- EXERCISE INPUT:
━━━

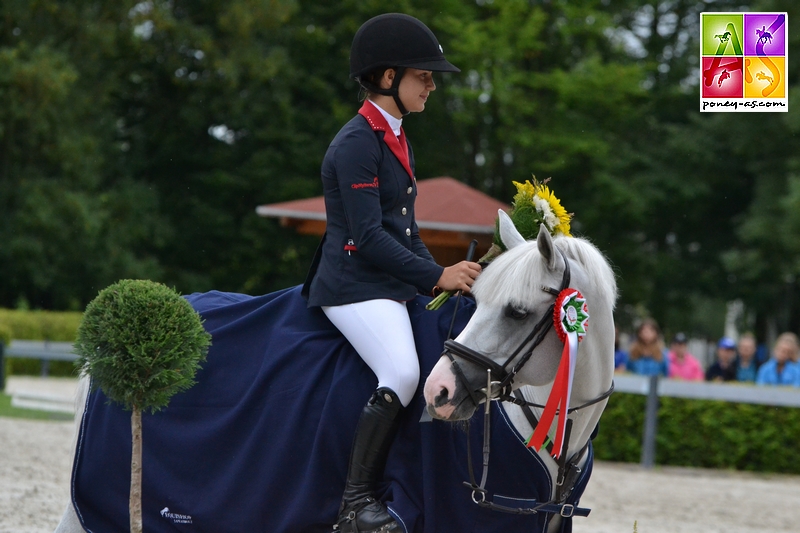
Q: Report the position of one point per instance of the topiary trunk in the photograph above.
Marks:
(135, 502)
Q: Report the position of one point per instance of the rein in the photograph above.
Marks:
(568, 471)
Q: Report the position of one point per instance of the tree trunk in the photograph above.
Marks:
(135, 502)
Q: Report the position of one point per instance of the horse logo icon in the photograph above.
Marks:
(761, 76)
(723, 38)
(764, 35)
(723, 76)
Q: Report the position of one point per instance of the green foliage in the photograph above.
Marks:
(136, 141)
(141, 343)
(702, 433)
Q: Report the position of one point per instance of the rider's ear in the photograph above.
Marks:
(508, 231)
(545, 243)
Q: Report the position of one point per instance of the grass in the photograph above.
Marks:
(6, 410)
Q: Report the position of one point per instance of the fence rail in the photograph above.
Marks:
(653, 387)
(44, 351)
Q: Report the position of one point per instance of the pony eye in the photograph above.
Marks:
(515, 313)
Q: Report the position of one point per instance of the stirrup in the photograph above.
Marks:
(347, 521)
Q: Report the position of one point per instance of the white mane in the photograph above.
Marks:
(517, 274)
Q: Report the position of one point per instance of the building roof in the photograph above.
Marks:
(442, 204)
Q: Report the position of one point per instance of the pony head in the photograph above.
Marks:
(510, 331)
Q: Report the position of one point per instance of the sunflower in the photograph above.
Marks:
(535, 204)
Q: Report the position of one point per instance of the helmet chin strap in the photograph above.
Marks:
(393, 91)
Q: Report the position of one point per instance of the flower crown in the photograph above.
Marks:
(535, 205)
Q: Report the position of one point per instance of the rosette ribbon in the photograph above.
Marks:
(571, 320)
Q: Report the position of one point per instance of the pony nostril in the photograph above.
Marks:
(442, 398)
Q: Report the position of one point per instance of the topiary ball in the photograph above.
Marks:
(141, 343)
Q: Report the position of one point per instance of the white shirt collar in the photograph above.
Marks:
(394, 123)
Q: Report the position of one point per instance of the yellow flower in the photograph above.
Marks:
(525, 195)
(558, 210)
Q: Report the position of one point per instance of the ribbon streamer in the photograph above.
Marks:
(571, 318)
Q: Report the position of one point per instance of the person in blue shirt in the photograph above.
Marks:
(371, 259)
(780, 369)
(620, 355)
(724, 368)
(648, 356)
(747, 365)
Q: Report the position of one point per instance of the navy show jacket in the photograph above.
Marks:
(371, 248)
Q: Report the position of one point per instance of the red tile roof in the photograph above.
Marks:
(442, 203)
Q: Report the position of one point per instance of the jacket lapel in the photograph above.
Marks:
(398, 147)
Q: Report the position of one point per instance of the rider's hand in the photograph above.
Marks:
(459, 277)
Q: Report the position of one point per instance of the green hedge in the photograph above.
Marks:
(703, 433)
(40, 326)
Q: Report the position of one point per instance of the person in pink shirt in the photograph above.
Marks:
(682, 364)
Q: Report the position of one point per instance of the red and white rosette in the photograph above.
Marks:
(571, 320)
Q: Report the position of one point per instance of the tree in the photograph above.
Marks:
(141, 343)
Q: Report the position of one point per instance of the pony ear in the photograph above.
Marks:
(509, 234)
(546, 248)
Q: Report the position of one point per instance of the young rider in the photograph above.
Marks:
(371, 259)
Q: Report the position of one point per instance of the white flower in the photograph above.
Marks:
(543, 207)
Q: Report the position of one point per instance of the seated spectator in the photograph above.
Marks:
(647, 356)
(724, 368)
(682, 364)
(747, 365)
(780, 370)
(620, 356)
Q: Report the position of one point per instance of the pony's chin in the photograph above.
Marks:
(451, 413)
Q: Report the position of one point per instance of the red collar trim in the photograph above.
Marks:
(378, 123)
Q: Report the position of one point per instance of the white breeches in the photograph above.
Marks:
(380, 331)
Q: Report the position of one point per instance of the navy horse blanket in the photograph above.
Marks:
(261, 443)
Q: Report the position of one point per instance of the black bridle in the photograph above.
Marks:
(567, 470)
(505, 377)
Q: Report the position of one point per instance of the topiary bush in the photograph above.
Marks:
(141, 343)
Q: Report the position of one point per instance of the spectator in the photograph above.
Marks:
(780, 370)
(620, 356)
(647, 356)
(747, 366)
(682, 364)
(724, 368)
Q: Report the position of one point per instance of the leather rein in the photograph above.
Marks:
(501, 389)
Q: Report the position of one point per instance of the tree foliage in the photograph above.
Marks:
(137, 139)
(141, 343)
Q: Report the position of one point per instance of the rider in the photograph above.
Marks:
(371, 259)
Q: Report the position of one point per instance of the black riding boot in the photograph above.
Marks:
(360, 511)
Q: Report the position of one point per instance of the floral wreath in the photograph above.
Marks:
(534, 205)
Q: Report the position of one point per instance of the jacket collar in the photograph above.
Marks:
(399, 147)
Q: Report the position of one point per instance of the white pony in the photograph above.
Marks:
(515, 289)
(511, 300)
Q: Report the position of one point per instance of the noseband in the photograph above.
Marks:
(501, 389)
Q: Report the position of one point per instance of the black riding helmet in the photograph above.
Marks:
(397, 41)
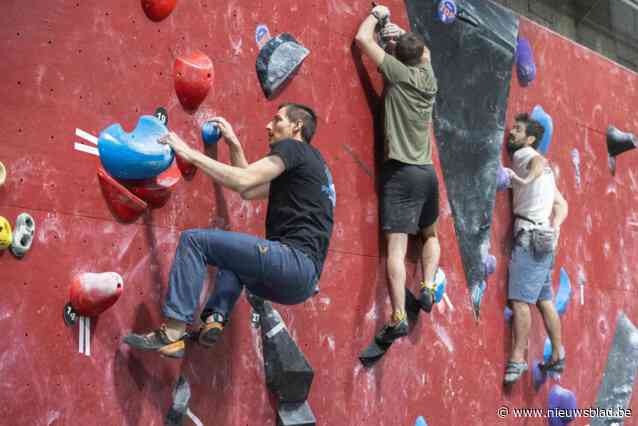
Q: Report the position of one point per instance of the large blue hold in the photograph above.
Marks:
(564, 293)
(135, 155)
(546, 121)
(525, 65)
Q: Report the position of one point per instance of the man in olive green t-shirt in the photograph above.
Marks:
(410, 199)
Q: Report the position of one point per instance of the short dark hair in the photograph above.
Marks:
(298, 112)
(409, 48)
(532, 128)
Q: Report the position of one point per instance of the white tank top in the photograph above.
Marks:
(535, 200)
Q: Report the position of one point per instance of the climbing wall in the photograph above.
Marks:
(87, 64)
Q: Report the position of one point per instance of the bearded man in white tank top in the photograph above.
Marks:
(539, 210)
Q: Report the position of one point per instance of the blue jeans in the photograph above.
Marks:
(268, 269)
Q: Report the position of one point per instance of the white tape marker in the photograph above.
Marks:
(86, 136)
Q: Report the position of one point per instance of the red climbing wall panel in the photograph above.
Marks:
(87, 64)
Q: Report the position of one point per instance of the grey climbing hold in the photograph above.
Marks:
(23, 235)
(295, 414)
(278, 59)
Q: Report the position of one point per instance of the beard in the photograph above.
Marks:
(512, 146)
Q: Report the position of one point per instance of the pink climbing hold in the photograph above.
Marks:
(194, 76)
(91, 294)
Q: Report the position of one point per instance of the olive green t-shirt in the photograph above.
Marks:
(410, 93)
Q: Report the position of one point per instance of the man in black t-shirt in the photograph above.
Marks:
(286, 266)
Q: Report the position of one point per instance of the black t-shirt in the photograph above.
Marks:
(301, 201)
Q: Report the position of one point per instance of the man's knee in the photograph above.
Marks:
(189, 237)
(429, 232)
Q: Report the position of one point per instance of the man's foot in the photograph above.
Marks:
(212, 329)
(158, 341)
(426, 296)
(514, 371)
(556, 366)
(396, 328)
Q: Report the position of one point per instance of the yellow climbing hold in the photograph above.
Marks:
(5, 233)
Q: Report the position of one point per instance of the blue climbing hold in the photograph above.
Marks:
(446, 11)
(135, 155)
(503, 180)
(211, 133)
(476, 297)
(538, 376)
(564, 294)
(420, 421)
(507, 314)
(525, 66)
(546, 121)
(547, 350)
(561, 399)
(440, 281)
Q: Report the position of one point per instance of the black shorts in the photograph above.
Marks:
(410, 199)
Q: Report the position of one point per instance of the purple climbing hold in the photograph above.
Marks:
(563, 402)
(538, 376)
(446, 11)
(490, 265)
(503, 180)
(525, 65)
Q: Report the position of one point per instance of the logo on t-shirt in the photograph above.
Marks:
(330, 188)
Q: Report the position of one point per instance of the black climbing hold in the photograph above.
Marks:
(376, 349)
(288, 373)
(181, 397)
(278, 60)
(619, 141)
(295, 414)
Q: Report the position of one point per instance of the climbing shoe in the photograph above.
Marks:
(426, 296)
(157, 341)
(6, 236)
(514, 371)
(212, 329)
(22, 235)
(396, 328)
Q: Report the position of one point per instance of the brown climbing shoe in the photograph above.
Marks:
(157, 341)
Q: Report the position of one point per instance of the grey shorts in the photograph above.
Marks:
(530, 275)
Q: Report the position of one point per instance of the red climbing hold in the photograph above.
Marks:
(125, 205)
(156, 191)
(187, 169)
(156, 10)
(194, 76)
(91, 294)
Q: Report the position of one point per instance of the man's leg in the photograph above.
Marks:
(521, 324)
(397, 249)
(242, 254)
(398, 324)
(430, 255)
(553, 327)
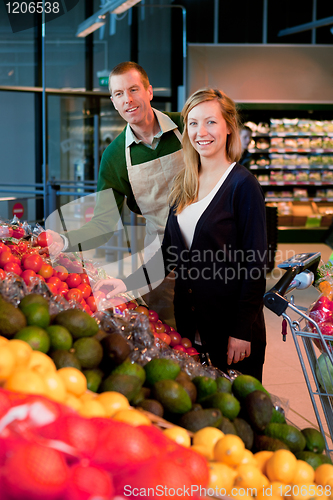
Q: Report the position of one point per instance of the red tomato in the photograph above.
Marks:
(12, 267)
(73, 280)
(142, 309)
(53, 288)
(85, 289)
(85, 278)
(18, 232)
(34, 262)
(61, 273)
(6, 257)
(74, 294)
(46, 271)
(28, 275)
(44, 239)
(53, 281)
(91, 302)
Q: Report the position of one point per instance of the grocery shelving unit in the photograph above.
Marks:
(292, 157)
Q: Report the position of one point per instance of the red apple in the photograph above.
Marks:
(179, 347)
(175, 338)
(186, 343)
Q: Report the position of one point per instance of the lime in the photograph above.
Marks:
(37, 315)
(60, 337)
(88, 351)
(36, 337)
(94, 379)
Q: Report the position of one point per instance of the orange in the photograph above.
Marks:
(73, 402)
(21, 350)
(112, 402)
(229, 450)
(75, 381)
(323, 473)
(55, 387)
(41, 363)
(132, 417)
(261, 458)
(221, 476)
(281, 466)
(91, 409)
(178, 434)
(304, 473)
(207, 437)
(26, 381)
(249, 476)
(7, 362)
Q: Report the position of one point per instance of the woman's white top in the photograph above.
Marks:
(189, 217)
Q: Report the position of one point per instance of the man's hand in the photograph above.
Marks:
(237, 350)
(117, 286)
(55, 246)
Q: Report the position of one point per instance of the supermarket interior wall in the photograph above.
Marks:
(256, 73)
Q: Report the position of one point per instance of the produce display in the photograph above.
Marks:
(101, 399)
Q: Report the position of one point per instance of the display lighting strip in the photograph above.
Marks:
(99, 19)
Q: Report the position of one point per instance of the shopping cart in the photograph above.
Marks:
(300, 272)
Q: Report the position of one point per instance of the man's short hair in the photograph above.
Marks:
(126, 66)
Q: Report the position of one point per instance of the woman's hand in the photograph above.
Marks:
(117, 286)
(237, 350)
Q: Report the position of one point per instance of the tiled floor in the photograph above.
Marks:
(283, 375)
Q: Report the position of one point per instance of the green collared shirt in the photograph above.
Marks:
(165, 123)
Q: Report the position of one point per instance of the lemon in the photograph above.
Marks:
(75, 381)
(7, 362)
(132, 417)
(229, 450)
(207, 437)
(21, 350)
(113, 402)
(178, 434)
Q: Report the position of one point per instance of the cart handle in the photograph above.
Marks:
(274, 299)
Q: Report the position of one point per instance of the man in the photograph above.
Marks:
(139, 164)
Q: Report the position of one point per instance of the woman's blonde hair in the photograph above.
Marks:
(186, 184)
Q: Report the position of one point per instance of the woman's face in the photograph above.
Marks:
(207, 129)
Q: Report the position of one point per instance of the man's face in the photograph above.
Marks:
(130, 98)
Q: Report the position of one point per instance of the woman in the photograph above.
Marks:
(215, 240)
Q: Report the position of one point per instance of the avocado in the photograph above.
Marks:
(115, 350)
(259, 409)
(172, 396)
(195, 420)
(189, 388)
(244, 385)
(267, 443)
(223, 384)
(205, 387)
(12, 319)
(314, 440)
(78, 323)
(63, 358)
(244, 431)
(130, 368)
(278, 417)
(227, 426)
(128, 385)
(161, 369)
(153, 406)
(289, 434)
(143, 393)
(225, 402)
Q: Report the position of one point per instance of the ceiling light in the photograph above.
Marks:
(125, 6)
(90, 25)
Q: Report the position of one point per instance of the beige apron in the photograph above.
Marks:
(151, 184)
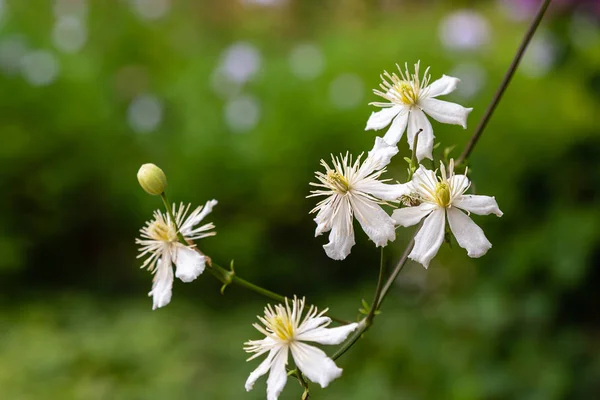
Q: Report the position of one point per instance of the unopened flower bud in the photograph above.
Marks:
(152, 179)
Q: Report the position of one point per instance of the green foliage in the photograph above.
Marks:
(519, 323)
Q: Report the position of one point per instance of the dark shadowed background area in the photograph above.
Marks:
(238, 100)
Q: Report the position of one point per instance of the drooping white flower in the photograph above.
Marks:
(437, 198)
(354, 189)
(286, 330)
(159, 242)
(409, 97)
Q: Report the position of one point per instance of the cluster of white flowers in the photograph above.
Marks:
(352, 187)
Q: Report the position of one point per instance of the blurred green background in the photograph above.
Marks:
(238, 100)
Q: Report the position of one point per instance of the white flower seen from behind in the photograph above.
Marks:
(160, 244)
(354, 189)
(436, 198)
(409, 97)
(286, 331)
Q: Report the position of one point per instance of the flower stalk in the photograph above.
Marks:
(366, 322)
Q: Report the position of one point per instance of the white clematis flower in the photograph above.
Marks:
(159, 240)
(409, 98)
(354, 189)
(285, 330)
(436, 198)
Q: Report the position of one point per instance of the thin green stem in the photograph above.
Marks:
(363, 325)
(505, 81)
(368, 320)
(374, 303)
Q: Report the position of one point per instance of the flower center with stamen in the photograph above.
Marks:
(338, 182)
(442, 194)
(407, 93)
(159, 230)
(283, 327)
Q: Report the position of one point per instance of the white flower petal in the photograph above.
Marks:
(446, 84)
(162, 283)
(262, 368)
(409, 216)
(381, 119)
(468, 235)
(446, 112)
(375, 222)
(315, 364)
(341, 237)
(313, 323)
(278, 375)
(480, 205)
(189, 263)
(384, 191)
(418, 120)
(429, 238)
(327, 335)
(325, 215)
(396, 130)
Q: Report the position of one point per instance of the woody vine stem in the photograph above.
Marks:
(381, 292)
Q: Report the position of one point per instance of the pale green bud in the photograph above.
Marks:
(152, 179)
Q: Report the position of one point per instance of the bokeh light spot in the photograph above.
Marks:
(242, 113)
(306, 61)
(39, 67)
(145, 113)
(346, 91)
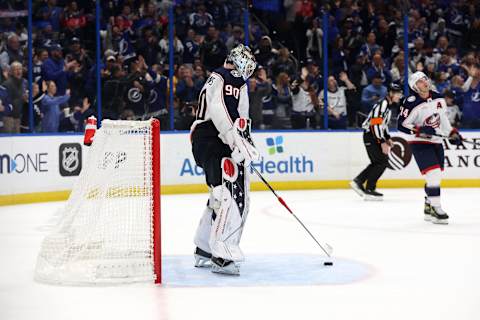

━━━

- WHAT THE EXERCISE ASKS: Count the lines of the entries above that contain the string "tree", matching case exactly. Reply with only that number.

- FULL SOLUTION: 3